→ **Check your understanding**:
A - Please list every working model the essay on men's heels names as walking runways in heels.
B - According to the essay on men's heels, which store is the world's first gender-free store?
C - Write the next paragraph of the essay on men's heels, picking up right after its final sentence.
START Extract to read
As a nonbinary person who was born male, I've been bombarded my whole life with debates about what's "for boys" and what's "for girls," and have fundamentally disagreed with most of them — especially as they relate to personal style. When I like a shirt or pair of pants, I always search for it in my size no matter what section of the clothing store I first find it in. The same applies to shoes. So maybe I've walked around in women's shoes, especially heels, in what would be considered "larger sizes" to some, but I've always felt incredible doing so.
A brand named Syro, which features a range of competitively priced, well-made heels — from kitten to stacked to sky high — in men's sizes, has made it easier for people like me. Its aim of "refusing femme oppression and liberating femme expression," makes me feel seen, and reinforces my belief that gender, as the either/or patriarchal trap we've always caved to, is over — especially when it comes to fashion. Since launching, Syro has been embraced by many people of queer and nonbinary experience, and allowed us to wear shoes that help radicalize our identities.
The nonbinary movement has many other pioneers, who don't specialize in shoes but similarly rely less on trend than on freedom of expression, from Gypsy Sport and Chromat to No Sesso and Wesley Berryman. All these brands occupy a likeminded space, which helps queer people feel less alienated within the old garde of insular fashion. The Phluid Project, which opened last year in New York, is the world's first gender-free store, forgoing the idea of binary clothing sections entirely. And of course, we can't forget the literal strides forward of working models today, including Richie Shazam, Alok Vaid-Menon, the Dupont Twins, Miss Fame, and Aquaria, who are starring in editorials and walking the biggest runways, all while wearing heels.
But a recent Vogue article, which suggested that men in heels is a "tricky trend," did the opposite of make me feel seen, especially in the way it seemed hell-bent on convincing readers that this is all novel. Not to mention, the heels discussed — from cuban to slightly stacked — were all barely above three inches. "Gender nonconformity is not a trend that we 'picked up,'" Syro co-founder Shaobo Han told PAPER in response. "On top of that, to only talk about mainstream high-end fashion brands that are making money off the queer movement without doing any work for the queer community, is dismissing actual queer brands and creators who serve and celebrate the community."
Three inches of chunky heel just might be a brave-enough height for one man struggling hard to not fall over. And yes, it could be argued that some of us have to start somewhere. But for other queer, trans, and nonbinary people I know who can truly work a sickening pair of heels — myself included — three inches is child's play. But to that article's credit, people like Elton John, Prince, and David Bowie were attributed as those who famously wore heels before they were even thought to be "trendy."
END Extract to read
START Collected data
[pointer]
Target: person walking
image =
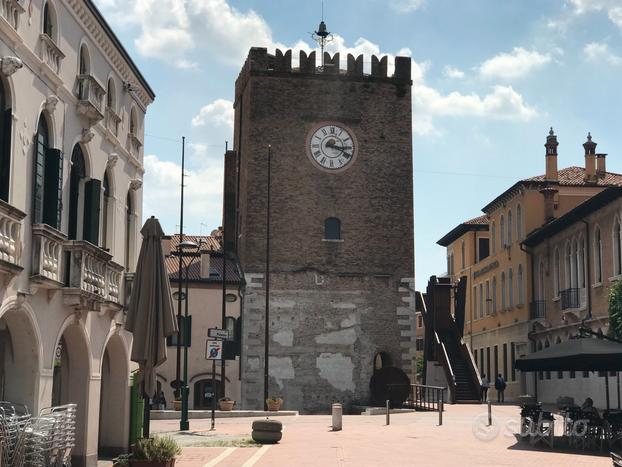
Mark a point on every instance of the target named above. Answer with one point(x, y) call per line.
END Collected data
→ **Results in order**:
A - Richie Shazam, Alok Vaid-Menon, the Dupont Twins, Miss Fame, Aquaria

B - The Phluid Project, which opened in New York.

C -
I needed to reach out to a few sistren within the community, not only to feel affirmed, but also to remind everyone paying attention that the concept of "men in heels" isn't new, news, or a fleeting trend. For some, especially those whose identities don't neatly fall into the binary, it's a lifestyle — it's freedom. Here is what some folx had to say when asked how they feel about what it means to be liberated through heels and personal style. And, as Han says, "It's who we are, it's our authentic life, and it makes us feel correct." Couldn't have said it better myself.
Serena Tea, Drag Performer and Model
"When I wear heels it's not me being trendy or trying to attract attention, it's me expressing myself. I don't think of wearing heels as much of a big deal. It's normalized to me because I don't hold onto the toxic gender norms held over everyone's heads. In fact when I do wear heels I'd rather not have people comment on them. It sometimes can feel like I'm getting a pat on the back from a cis person for going against the gender binary, and things like that don't move us forward but set us back."
Follow Serena Tea on Instagram (@serenateanyc).
Michael Holden, Dancer
"'Be you're own cheerleader' — Suzanne Farrell. I grew up with and still live by the saying, 'Treat others the way you want to be treated.' All we have is right now, so why not live your truest self."
Follow Michael Holden on Instagram (@obviouslyme).
B. Hawk Snipes, Actor and Model
"It doesn't matter what gender is wearing the heels. All that really matters is, if they can SLAY in them."
Follow B. Hawk Snipes on Instagram (@bhawksnipes).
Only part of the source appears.